Exercise goal: The records appear below. Set down exactly each line from the one that contains "Place a pin on each instance of the limestone" through the last, both included.

Provided material:
====

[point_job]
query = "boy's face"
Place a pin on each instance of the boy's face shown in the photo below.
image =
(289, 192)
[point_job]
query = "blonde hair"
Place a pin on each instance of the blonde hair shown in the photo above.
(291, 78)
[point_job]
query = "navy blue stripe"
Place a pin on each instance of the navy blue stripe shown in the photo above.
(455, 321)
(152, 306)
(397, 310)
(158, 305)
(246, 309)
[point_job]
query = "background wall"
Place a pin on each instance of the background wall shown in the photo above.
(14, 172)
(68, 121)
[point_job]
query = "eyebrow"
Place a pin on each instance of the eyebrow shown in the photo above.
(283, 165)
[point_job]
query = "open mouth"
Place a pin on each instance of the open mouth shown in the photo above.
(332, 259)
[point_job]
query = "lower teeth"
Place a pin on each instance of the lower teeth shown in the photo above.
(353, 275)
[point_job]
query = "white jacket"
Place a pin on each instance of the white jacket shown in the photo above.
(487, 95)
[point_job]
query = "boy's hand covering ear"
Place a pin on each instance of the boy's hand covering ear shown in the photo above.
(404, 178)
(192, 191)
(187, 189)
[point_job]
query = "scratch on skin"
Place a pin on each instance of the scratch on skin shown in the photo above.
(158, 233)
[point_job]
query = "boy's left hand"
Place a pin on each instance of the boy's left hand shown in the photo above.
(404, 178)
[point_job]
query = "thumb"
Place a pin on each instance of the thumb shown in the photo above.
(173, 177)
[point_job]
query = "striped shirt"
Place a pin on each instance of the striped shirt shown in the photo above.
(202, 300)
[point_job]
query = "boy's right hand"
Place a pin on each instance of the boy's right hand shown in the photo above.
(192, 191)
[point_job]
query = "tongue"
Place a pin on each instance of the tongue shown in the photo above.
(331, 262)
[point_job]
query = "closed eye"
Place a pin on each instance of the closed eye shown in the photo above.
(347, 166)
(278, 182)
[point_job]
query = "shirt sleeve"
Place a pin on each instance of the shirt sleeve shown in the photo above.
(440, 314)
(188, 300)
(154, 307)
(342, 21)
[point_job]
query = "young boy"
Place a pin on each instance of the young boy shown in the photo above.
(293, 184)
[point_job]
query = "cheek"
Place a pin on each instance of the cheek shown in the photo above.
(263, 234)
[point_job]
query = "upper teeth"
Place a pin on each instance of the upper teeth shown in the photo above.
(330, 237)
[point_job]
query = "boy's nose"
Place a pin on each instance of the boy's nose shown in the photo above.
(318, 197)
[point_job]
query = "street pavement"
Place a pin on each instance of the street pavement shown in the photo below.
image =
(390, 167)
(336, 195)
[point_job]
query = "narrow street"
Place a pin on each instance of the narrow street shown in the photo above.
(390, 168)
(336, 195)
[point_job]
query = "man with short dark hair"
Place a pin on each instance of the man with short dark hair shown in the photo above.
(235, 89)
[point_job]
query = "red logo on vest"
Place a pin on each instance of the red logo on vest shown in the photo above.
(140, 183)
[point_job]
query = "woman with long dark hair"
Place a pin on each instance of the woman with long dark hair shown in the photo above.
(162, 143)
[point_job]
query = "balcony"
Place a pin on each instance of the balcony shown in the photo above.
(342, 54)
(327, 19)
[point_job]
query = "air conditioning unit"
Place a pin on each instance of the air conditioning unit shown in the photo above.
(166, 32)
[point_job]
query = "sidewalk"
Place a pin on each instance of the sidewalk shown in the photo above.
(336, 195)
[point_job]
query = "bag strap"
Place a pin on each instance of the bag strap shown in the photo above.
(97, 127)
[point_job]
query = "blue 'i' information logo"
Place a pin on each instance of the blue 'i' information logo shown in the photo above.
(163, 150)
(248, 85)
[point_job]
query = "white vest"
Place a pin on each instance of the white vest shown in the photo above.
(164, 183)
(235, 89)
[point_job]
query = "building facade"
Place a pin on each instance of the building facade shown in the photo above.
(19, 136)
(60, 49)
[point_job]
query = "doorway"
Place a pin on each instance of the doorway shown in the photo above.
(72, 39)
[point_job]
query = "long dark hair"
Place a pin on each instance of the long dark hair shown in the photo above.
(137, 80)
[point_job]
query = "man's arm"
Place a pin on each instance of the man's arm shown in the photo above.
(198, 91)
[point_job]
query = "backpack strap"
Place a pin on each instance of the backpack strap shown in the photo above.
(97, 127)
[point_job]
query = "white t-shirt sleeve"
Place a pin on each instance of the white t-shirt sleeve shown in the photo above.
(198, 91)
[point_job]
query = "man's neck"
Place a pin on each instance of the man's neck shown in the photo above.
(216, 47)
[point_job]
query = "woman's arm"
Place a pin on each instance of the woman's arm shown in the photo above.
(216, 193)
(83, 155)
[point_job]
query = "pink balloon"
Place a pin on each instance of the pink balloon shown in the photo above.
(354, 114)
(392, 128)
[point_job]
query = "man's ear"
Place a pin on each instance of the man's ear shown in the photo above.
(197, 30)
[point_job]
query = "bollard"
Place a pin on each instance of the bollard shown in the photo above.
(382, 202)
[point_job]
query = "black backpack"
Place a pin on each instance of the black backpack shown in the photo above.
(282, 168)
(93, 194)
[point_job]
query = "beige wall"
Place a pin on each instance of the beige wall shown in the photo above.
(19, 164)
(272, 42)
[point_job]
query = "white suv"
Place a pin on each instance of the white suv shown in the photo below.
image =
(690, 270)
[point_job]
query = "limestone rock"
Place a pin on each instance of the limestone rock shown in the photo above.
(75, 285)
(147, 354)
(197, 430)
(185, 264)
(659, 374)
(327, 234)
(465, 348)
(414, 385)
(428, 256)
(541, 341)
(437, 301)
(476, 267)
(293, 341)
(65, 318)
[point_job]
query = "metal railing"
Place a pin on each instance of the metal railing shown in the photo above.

====

Exercise solution:
Place a pin on each instance of the limestone rock shown in the photo above.
(75, 285)
(147, 354)
(197, 430)
(185, 264)
(659, 374)
(327, 234)
(465, 348)
(414, 385)
(428, 256)
(541, 341)
(437, 301)
(476, 267)
(293, 341)
(65, 318)
[point_job]
query = "metal railing"
Place a pin on each instance of the metal railing shown in the photo above.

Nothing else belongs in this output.